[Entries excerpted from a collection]
• • • • •

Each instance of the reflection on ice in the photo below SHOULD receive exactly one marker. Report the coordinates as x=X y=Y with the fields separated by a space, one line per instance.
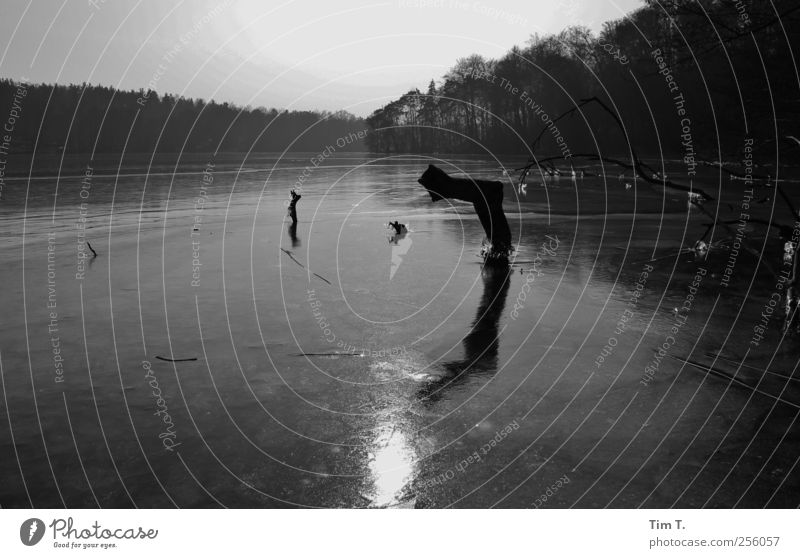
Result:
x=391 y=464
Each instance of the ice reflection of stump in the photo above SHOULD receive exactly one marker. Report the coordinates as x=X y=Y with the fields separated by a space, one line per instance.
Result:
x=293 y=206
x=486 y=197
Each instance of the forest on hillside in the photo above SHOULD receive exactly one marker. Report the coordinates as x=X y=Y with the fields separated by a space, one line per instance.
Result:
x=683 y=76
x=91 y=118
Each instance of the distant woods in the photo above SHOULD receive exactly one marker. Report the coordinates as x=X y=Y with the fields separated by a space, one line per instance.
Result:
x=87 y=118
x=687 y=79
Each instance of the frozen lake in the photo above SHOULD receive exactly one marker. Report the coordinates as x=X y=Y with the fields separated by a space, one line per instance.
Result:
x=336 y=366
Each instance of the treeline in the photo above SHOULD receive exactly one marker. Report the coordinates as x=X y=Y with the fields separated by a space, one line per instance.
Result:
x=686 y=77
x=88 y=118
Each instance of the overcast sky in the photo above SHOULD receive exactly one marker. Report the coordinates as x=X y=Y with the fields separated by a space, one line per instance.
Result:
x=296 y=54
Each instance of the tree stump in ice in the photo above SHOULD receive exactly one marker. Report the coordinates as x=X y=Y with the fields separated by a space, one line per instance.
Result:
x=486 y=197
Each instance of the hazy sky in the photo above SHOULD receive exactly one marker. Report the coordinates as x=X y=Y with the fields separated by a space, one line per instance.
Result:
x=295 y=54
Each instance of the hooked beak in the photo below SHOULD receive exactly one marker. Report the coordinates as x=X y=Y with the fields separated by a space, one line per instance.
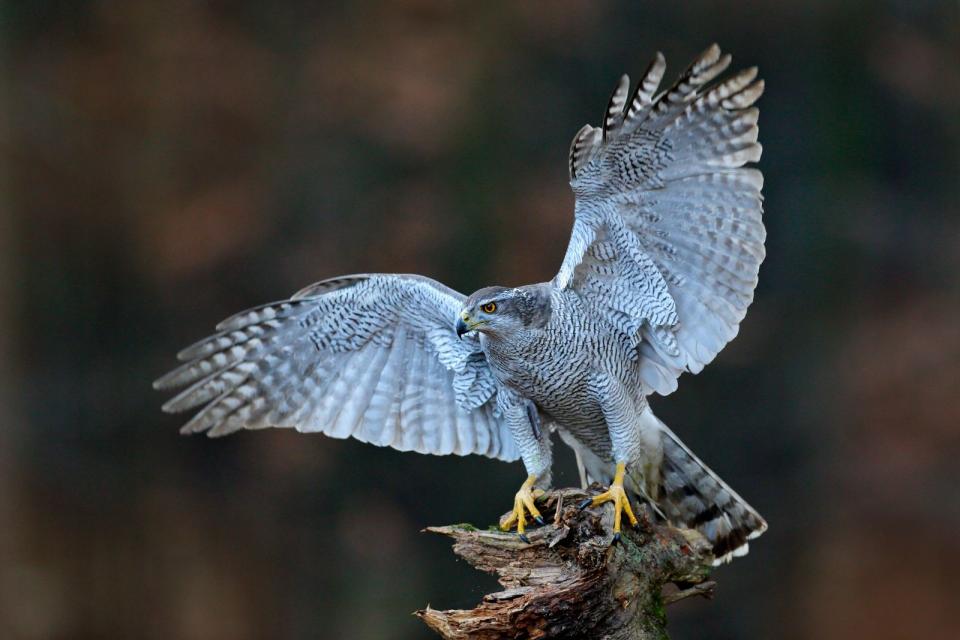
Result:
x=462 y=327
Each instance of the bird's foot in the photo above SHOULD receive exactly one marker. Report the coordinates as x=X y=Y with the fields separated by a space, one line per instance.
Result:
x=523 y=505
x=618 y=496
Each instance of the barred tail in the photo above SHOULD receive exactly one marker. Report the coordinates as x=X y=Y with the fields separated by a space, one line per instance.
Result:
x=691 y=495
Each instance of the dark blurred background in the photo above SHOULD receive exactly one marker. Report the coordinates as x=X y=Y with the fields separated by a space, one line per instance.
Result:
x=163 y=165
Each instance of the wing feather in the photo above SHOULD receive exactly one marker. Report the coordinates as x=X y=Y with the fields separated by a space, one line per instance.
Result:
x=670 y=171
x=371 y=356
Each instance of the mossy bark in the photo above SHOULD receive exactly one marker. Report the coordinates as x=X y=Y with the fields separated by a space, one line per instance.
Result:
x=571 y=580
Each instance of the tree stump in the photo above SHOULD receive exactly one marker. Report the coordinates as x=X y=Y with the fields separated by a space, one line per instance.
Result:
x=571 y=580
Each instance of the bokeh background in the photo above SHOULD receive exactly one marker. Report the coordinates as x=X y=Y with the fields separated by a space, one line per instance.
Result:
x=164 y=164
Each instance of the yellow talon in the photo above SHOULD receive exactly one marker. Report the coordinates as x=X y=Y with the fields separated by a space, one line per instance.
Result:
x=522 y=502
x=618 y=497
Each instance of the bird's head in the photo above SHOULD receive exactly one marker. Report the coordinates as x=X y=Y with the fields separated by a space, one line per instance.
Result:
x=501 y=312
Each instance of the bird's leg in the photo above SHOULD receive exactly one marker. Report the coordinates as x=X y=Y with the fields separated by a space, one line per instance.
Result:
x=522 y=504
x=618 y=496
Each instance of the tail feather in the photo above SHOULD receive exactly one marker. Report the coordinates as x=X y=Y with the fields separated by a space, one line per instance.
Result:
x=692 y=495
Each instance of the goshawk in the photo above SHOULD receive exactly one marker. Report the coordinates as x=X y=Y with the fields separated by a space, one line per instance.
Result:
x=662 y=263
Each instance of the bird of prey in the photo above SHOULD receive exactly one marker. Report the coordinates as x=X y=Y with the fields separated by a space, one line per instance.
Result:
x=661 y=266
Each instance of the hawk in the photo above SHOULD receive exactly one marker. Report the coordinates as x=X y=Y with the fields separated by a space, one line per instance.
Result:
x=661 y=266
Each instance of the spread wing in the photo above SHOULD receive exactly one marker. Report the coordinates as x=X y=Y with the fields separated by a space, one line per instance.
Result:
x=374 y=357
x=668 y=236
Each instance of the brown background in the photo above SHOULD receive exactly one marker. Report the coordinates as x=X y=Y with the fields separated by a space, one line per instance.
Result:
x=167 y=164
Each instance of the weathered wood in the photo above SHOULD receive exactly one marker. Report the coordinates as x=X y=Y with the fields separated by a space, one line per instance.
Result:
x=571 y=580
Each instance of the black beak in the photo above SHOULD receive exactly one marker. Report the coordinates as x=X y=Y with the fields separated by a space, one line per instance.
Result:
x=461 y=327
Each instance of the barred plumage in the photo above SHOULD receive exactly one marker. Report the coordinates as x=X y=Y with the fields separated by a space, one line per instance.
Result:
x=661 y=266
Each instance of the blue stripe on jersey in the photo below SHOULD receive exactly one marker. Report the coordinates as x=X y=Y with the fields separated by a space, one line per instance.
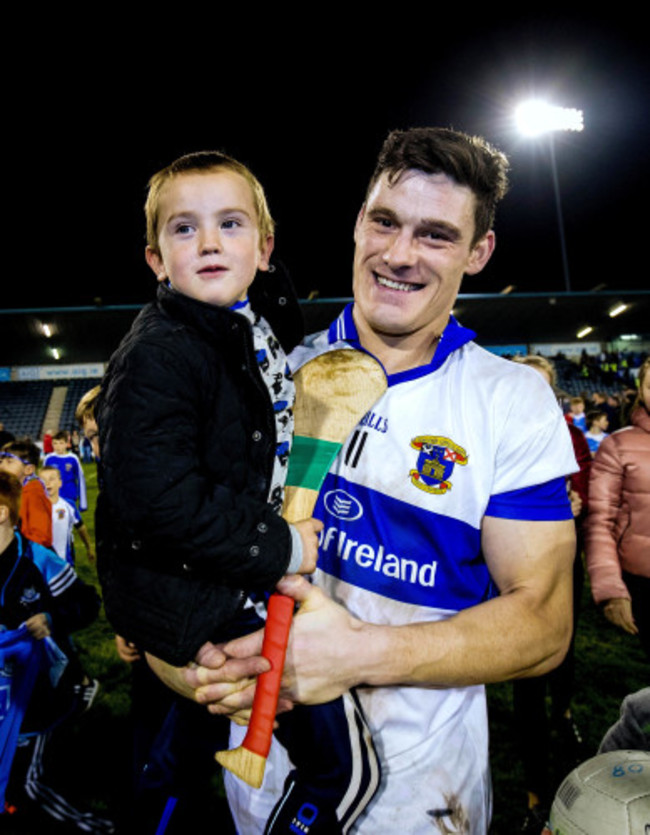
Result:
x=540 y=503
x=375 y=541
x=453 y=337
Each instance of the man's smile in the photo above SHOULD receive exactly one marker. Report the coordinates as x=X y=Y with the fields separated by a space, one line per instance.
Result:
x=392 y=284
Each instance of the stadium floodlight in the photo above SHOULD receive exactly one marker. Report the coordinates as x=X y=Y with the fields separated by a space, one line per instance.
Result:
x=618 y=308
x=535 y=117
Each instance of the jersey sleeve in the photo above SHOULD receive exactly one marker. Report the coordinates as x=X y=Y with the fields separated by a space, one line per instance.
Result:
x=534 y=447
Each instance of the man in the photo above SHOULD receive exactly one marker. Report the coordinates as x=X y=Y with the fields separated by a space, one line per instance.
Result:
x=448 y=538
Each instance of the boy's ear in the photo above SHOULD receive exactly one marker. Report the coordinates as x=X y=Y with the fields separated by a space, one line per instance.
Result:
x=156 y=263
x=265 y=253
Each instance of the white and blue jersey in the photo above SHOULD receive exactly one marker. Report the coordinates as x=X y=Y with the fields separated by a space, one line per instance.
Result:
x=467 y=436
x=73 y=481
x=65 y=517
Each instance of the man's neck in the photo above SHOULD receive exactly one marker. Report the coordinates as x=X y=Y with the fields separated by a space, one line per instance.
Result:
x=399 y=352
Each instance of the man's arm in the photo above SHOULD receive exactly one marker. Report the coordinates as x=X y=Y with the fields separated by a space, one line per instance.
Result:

• • • • •

# EXERCISE DETAILS
Reproduce the entries above word for word, from the first to the last. Leave the pictures out of your copy.

# WRITTEN SOLUTION
Each instance of the reflection on ice in the photo below SHOULD receive exactly one marker. Report the coordinates as x=X y=Y with the fields separated by a space, one line per instance.
Result:
x=391 y=464
Each instance of the ice reflection of stump in the photo above SHOULD receive exactly one marker. Report the coordinates as x=X y=Y with the fields separated by a space, one line per instance.
Result:
x=293 y=206
x=486 y=197
Each instance of the forest on hillside in the photo above SHOULD receive exactly one marker. Report the coordinates as x=X y=Y with the fields separated by a space, one line per instance.
Result:
x=683 y=76
x=91 y=118
Each instance of the distant woods in the photo above SHOULD receive exactly one marker. Report the coordinates as x=X y=Y with the fields separated by a space, one line per instance.
Result:
x=87 y=118
x=687 y=79
Each instance of the frozen lake in the photo above SHOULD receive exactly one marker. Report the coordinates as x=X y=Y with the fields separated by a space, one line per instance.
Result:
x=336 y=366
Each instance of the treeline in the photo above SHOULD receive exactly one marker. Report the coordinates as x=X y=Y with the fields separated by a space, one line per instance.
Result:
x=686 y=77
x=88 y=118
Each instance of the overcast sky in the photo above SHOULD receive exactly one marker. Report the coordinates as x=X y=Y with the fields separated by a space, one line per instance.
Result:
x=296 y=54
Each instance of the tree stump in ice in the photo above SHOULD receive exactly one marker. Report the coordinates as x=X y=Y with the fields separated by a space, one line per instance.
Result:
x=486 y=197
Each instance of the hazy sky in the photo above SHOULD receive exactly one marker. Report the coordinates as x=X y=Y with the fields separated by a space, one line per instance.
Result:
x=295 y=54
Each instance of the hooked beak in the photo below SHOULD receive exactly one marker. Report the coordinates as x=X y=Y with the fields separated by a space, one line per instance.
Result:
x=462 y=327
Each instance of the bird's foot in the photo above SHOULD receive exactly one marker. Report the coordinates as x=X y=Y with the fields separated by a space, one line per instance.
Result:
x=523 y=505
x=618 y=496
Each instance of the barred tail in the photo above SHOULD receive exactly one marker. Report the coordinates as x=X y=Y with the fields separated by a space, one line per instance.
Result:
x=691 y=495
Each instance of the dark blurred background in the photo above SHOULD receive exactly one marker. Report the coordinates as x=X y=Y with the fields separated by a space, one line per instance.
Result:
x=163 y=165
Each instance of the wing feather in the photo above SHOULD receive exactly one marker. Report the coordinates as x=X y=Y with the fields separated by a space, one line per instance.
Result:
x=670 y=171
x=371 y=356
Each instance of the mossy bark in the photo above SHOULD receive exactly one marker. Report the coordinates as x=X y=Y with the fields separated by a space, one line per instance.
Result:
x=571 y=580
Each instance of the tree stump in the photo above SHOULD receive exactly one marker. Report the coordinates as x=X y=Y with the fields separated by a space, one line per instance.
Result:
x=571 y=580
Each instance of the bokeh background in the photo above SHOULD receive exactly one marker. Report the coordinates as x=X y=Y with the fields separated by a space, one line per instance.
Result:
x=164 y=164
Each instance of the yellow talon in the photo above SHOULD receive exactly one marker. Report the coordinates as x=X y=Y with the fields separated by a space, one line per instance.
Result:
x=522 y=502
x=618 y=497
Each instance of the bird's head in the photo above SHOULD receive exactly one marker. Report the coordinates as x=X y=Y with the fields separated by a space, one line per instance.
Result:
x=501 y=312
Each instance of the bird's leg in the photo above SHOULD receive exactly one marker. Report the coordinates as x=X y=Y with the fields separated by a space, one line per instance.
Result:
x=522 y=504
x=618 y=496
Each instance of the tail feather in the photo above SHOULD receive exactly one marker. Report the coordinates as x=X y=Y with the fields separated by a space, one line per instance.
Result:
x=692 y=495
Each instance of the goshawk in the photo above SHOULD receive exactly one marker. Report the coordinates as x=X y=Y with the fields separated by a space, one line per instance.
Result:
x=662 y=263
Each instance of the bird of prey in the photo above SHOULD receive exactly one marker. Report the coordinates as x=X y=Y with the fields separated by a space, one line per instance.
Result:
x=661 y=266
Each instance of the hawk in the photo above SHOULD receive exactly one marker. Report the coordinates as x=X y=Y with the fields separated by a space, one line per instance.
Result:
x=661 y=266
Each instance of the spread wing in the photo above SHOULD receive exactly one marker. Report the coordinates as x=X y=Y with the fields separated by a space, one line per instance.
Result:
x=374 y=357
x=668 y=236
Each instance of the brown background in the photo above SHOULD receive exactly one marker. Report the coordinates as x=X y=Y with the fields separated by a space, one line per instance.
Result:
x=167 y=164
Each instance of the weathered wood in the photo above SHOULD receive exactly one marker. Report the coordinates as x=X y=Y with the fields separated by a space, one line per instance.
Result:
x=571 y=580
Each instance of the black beak in the photo above SHOULD receive exactly one marker. Report the coordinates as x=X y=Y with the fields separated by a space, one line per instance.
Result:
x=461 y=327
Each instance of the barred plumage in the photo above SHOULD receive exactly one marker. Report the coordinates as x=X y=Y with the fields separated by a space, one line per instance.
Result:
x=661 y=266
Each instance of the blue stripe on jersey in the photo below SHOULD receive exactly one marker. Report the coordinates as x=X y=Y with the fields separated by a space, one line per instance.
Result:
x=540 y=503
x=375 y=541
x=453 y=337
Each instance of the man's smile in the photo above SHOULD receive exactly one marker. Report the coordinates as x=X y=Y with the fields separated by a space, one line per instance.
Result:
x=392 y=284
Each instance of the stadium floodlight in the photo above SHOULD receive exactly one marker. Report the coordinates as x=X y=Y with the fields separated by a space, one line per instance.
Result:
x=618 y=308
x=535 y=117
Each instance of the jersey sleeve in the photo above SHOULD receive exactly one marker. Report the coordinates as x=X y=Y with the fields separated by a space, one line per instance.
Result:
x=534 y=447
Each instance of the man in the photo above SHOULD receive exactly one marker. Report the coordinates as x=X y=Y with the fields separated by a space, one line per instance.
Result:
x=448 y=538
Each instance of the boy's ear in the photo above SHOULD receive exactly one marker. Report the coordinates as x=X y=Y with the fields separated by a space, one line per instance.
Result:
x=156 y=263
x=265 y=253
Each instance of the white and blue jersey in the photo above SHOULD receive exactly one marker. Report the coordinates as x=X y=Y with the fields separated by a space, one line per instance.
Result:
x=467 y=436
x=73 y=481
x=65 y=517
Each instance of the man's neck in the photo above SHOULD receive exactly one marker. Report the coordinates as x=X y=Y with the fields separated by a space, one line per instance.
Result:
x=399 y=352
Each instance of the man's arm in the photo above SHOULD receive exactly one marker. Report the coordinates as x=X y=Y with the fields separated by a space, one line per instance.
Result:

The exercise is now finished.